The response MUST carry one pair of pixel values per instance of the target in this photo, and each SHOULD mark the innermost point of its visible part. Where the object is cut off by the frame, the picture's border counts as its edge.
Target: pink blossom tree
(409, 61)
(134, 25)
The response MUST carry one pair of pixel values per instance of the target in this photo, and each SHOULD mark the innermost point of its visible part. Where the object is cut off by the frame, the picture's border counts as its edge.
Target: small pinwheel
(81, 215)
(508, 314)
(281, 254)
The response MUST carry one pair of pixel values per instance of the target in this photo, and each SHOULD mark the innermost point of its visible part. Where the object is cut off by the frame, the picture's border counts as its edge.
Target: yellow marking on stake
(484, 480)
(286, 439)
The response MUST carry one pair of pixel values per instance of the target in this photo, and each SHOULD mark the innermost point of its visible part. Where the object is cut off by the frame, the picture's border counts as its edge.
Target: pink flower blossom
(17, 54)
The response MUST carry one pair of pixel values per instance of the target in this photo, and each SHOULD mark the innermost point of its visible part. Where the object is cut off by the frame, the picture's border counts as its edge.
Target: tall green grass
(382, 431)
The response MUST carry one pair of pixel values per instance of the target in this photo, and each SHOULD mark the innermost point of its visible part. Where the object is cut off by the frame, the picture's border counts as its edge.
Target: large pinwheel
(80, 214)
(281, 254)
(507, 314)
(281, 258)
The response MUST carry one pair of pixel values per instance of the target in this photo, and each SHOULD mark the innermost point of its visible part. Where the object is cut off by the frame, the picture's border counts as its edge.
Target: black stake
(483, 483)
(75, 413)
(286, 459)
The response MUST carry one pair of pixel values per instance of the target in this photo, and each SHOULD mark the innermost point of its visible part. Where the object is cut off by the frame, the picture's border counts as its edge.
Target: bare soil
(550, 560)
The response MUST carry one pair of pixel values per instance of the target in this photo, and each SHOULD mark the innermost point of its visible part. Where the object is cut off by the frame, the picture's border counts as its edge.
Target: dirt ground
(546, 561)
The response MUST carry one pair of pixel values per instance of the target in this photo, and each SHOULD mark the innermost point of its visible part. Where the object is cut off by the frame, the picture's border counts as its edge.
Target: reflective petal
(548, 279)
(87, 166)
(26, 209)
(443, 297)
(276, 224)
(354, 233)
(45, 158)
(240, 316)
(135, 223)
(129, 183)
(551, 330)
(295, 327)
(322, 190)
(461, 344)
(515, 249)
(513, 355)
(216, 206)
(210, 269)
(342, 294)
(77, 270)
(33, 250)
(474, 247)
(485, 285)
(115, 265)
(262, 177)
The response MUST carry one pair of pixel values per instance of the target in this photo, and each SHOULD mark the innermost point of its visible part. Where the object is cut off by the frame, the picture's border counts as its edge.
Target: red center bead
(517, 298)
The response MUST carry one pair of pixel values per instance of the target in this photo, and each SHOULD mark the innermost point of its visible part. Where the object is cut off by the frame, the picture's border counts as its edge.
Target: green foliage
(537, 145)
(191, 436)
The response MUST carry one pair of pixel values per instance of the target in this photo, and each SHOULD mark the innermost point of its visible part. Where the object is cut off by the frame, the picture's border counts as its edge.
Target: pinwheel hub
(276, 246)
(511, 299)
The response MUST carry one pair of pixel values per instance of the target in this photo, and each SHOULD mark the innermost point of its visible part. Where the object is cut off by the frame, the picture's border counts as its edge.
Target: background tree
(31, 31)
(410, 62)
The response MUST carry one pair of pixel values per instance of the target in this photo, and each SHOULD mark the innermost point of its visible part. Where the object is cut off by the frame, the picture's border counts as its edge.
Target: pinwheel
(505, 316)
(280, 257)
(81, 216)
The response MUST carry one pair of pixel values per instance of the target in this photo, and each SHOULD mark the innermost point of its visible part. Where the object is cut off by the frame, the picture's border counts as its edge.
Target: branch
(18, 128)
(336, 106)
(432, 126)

...

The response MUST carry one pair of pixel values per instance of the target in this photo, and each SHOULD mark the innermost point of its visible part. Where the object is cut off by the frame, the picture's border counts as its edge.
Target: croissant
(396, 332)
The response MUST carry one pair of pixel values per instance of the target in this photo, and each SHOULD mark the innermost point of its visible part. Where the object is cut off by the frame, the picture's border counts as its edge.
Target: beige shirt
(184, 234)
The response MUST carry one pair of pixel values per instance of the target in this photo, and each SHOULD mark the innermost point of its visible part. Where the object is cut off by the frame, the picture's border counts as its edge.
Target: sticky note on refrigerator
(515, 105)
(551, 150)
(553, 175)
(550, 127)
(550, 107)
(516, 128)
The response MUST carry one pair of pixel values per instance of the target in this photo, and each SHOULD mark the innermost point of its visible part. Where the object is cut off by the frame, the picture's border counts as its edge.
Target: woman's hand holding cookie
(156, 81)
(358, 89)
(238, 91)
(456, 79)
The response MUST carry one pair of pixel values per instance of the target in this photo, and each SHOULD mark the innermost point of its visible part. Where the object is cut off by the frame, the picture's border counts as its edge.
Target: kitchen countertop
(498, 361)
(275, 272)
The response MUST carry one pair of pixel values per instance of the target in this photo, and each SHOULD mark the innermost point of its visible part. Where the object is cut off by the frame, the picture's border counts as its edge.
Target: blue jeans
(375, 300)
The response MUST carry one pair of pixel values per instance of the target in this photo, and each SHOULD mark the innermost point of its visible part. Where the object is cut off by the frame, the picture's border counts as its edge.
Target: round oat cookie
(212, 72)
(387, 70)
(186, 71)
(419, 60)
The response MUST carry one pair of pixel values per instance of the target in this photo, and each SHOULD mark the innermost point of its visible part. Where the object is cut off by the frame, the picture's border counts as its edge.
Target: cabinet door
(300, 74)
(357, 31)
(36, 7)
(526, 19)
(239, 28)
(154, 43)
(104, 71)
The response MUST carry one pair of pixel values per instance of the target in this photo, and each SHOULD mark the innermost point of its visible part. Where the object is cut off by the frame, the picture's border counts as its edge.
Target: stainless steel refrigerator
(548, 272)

- _Brief_
Identify and copy in full every line of the material above that contains the string "pinwheel". Matching is case-sensitive.

- _Written solution_
Target: small pinwheel
Target: large pinwheel
Target: pinwheel hub
Target: pinwheel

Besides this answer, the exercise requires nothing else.